§ **WHAT THE TASK ASKS**:
State how many lines in the listing below contain the string "fountain", with case counting. Reply with the number alone.

[Stored items]
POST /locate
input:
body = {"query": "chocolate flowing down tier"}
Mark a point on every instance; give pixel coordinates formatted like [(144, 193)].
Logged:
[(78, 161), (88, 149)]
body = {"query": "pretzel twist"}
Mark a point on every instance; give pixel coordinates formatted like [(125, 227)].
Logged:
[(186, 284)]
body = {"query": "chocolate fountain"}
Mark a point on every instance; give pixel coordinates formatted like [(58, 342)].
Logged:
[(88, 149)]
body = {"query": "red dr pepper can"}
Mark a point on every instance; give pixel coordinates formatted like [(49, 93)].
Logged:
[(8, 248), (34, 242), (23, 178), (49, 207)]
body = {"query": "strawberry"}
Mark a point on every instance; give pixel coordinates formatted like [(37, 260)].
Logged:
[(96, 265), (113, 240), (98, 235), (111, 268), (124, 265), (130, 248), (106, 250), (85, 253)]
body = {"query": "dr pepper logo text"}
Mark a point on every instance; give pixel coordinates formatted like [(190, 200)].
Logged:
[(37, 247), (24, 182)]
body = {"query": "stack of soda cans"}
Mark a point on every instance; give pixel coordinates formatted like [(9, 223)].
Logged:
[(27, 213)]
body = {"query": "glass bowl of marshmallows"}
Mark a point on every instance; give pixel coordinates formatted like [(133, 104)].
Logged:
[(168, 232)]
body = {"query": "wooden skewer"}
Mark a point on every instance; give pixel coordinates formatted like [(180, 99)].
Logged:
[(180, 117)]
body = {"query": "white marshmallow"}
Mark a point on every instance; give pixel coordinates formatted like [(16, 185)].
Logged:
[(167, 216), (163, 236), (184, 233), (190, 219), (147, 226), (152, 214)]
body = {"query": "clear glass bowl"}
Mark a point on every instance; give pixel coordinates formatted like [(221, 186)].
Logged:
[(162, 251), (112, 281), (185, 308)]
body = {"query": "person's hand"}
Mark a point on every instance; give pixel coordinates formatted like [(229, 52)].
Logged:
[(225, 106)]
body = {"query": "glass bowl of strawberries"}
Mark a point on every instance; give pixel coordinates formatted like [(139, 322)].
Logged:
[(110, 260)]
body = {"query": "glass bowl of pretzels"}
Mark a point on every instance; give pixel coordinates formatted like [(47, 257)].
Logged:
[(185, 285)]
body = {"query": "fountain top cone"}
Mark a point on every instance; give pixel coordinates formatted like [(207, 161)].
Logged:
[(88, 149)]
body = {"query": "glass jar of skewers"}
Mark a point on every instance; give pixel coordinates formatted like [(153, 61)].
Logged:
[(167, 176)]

§ **FINAL RESULT**:
2